### EXERCISE TEXT:
An audit has found that a Queensland Health IT bungle cost taxpayers $33 million to fix.

The bungled rollout of an online ordering system for Queensland hospitals left doctors without supplies, vendors unpaid, forcing some health staff to ration their supplies.

The Auditor-General’s investigation found the financial software, used to order and pay for vital medical supplies, was switched on before staff knew how to use it.

The review found $540 million worth of vendor invoices were late in the months after the new system went live.

Additionally, 14 out of 16 hospital and health services across the state said the system did not work as expected.

The Auditor-General's report said fixing the issues cost time, resources and dollars.

“Not all costs can be quantified, but an extra $33.5 million was spent to go live and to provide heightened support to entities over the four-month hypercare and transition period,” the report said.

Queensland Health had tried to claim that the system failures “had little to no adverse impact on patient care”, but admitted that it underestimated the compounding issues before delivery.

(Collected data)

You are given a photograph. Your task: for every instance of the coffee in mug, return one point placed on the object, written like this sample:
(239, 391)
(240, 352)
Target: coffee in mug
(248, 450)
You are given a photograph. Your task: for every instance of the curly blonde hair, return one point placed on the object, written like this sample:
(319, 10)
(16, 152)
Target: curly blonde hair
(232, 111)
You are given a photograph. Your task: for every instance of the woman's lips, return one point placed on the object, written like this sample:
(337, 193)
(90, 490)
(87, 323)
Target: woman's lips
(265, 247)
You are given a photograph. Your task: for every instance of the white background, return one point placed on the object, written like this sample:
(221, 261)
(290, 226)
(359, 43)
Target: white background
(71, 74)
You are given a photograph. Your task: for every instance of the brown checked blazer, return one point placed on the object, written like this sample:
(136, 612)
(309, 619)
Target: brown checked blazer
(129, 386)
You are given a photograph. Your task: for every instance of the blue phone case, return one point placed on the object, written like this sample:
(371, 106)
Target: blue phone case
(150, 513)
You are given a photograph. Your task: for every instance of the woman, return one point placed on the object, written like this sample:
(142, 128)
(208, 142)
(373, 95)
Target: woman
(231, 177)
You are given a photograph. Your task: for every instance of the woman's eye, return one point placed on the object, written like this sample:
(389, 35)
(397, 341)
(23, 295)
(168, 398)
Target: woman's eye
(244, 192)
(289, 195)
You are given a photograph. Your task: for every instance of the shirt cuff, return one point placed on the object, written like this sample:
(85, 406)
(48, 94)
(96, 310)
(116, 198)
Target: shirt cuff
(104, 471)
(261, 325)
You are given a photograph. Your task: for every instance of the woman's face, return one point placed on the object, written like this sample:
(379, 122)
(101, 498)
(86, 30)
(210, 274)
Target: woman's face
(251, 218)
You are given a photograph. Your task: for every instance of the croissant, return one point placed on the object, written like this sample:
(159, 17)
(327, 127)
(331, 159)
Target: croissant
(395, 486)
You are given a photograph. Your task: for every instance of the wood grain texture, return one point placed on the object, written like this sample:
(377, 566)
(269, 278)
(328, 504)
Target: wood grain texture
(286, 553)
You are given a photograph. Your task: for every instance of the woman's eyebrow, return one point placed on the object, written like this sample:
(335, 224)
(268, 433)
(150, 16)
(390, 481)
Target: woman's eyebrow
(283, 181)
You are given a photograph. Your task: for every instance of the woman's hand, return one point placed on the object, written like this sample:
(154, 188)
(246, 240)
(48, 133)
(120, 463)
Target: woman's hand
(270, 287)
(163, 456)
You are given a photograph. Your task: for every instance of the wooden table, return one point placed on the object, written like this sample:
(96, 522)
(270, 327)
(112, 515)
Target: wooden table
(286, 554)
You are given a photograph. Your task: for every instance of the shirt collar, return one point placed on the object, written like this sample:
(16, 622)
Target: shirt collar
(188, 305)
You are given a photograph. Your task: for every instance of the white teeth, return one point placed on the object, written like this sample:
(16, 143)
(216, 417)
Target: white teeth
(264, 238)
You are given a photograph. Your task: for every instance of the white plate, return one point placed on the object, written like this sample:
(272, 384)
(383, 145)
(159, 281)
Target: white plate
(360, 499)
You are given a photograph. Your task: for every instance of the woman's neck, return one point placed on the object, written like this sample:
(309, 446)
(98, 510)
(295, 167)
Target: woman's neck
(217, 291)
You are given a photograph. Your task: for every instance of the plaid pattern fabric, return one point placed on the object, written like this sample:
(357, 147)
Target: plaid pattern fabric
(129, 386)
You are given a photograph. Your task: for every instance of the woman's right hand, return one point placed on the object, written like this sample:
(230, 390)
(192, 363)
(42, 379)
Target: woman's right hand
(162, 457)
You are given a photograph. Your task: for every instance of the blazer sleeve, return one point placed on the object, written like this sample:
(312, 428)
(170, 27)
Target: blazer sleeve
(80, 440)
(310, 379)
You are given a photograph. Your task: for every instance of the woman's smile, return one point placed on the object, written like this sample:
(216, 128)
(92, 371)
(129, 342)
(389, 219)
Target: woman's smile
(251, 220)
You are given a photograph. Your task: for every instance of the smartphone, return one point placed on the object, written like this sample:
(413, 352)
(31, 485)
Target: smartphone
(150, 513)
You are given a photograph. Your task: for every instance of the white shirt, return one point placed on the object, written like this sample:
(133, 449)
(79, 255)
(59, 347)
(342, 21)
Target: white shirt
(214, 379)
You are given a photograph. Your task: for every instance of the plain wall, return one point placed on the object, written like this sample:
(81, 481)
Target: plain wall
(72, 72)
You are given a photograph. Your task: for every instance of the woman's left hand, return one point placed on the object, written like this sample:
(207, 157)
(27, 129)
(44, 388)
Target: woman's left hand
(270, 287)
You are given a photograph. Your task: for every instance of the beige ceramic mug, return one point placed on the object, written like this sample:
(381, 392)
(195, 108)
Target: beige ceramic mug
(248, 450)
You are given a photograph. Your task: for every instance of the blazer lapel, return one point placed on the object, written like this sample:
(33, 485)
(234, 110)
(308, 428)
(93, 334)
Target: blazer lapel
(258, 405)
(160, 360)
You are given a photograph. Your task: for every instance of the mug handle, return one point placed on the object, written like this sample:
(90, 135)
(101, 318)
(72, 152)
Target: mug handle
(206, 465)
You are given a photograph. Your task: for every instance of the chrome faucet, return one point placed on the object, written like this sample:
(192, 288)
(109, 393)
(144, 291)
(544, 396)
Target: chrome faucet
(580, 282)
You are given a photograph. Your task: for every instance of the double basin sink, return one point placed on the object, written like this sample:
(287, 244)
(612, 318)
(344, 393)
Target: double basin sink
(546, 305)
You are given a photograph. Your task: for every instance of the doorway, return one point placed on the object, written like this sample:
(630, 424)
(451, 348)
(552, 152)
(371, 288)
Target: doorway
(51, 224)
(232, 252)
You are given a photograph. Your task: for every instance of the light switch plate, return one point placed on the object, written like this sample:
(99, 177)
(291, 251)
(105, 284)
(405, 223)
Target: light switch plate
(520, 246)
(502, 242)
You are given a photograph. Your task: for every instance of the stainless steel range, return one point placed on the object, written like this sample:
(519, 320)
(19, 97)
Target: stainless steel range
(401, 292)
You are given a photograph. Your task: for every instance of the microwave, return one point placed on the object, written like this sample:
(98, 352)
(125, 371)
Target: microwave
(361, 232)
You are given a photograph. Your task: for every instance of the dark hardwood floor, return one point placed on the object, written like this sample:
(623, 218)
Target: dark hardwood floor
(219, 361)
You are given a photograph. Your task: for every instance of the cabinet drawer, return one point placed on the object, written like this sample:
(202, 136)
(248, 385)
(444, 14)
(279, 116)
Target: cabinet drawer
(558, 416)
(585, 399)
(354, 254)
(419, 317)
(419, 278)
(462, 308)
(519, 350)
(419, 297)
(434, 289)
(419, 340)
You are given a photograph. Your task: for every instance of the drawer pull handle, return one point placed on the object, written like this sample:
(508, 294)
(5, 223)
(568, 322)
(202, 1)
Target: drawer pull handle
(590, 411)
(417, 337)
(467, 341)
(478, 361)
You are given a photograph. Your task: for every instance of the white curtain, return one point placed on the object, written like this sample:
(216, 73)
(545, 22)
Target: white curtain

### REQUIREMENT A:
List every dollar amount that appears in the Queensland Health rollout article.
### REQUIREMENT B:
According to the Queensland Health rollout article, how many of the state's 16 hospital and health services said the system did not work as expected?
### REQUIREMENT C:
Carry the Queensland Health rollout article forward from its final sentence.

### ANSWER AREA A:
$33 million, $540 million, $33.5 million

### ANSWER AREA B:
14 of the 16.

### ANSWER AREA C:
“Entities reported low completion rates for user training. Users had poor understanding of their responsibilities and the system's processes,” the report said.

“Chief executives endorsed their entities' readiness to go live, with caveats, although none had fully completed their readiness activities.”

Health Minister Steven Miles said he it was a necessary report.

“It by and large indicates that the process was managed well,” he said.

“Of course there are recommendations about how it could be done better.”

The Auditor-General made two recommendations, one to redesign governance and accountability frameworks for project delivery, and a second calling for a cost-benefit analysis to develop a system that can monitor stock levels and consumption in real time.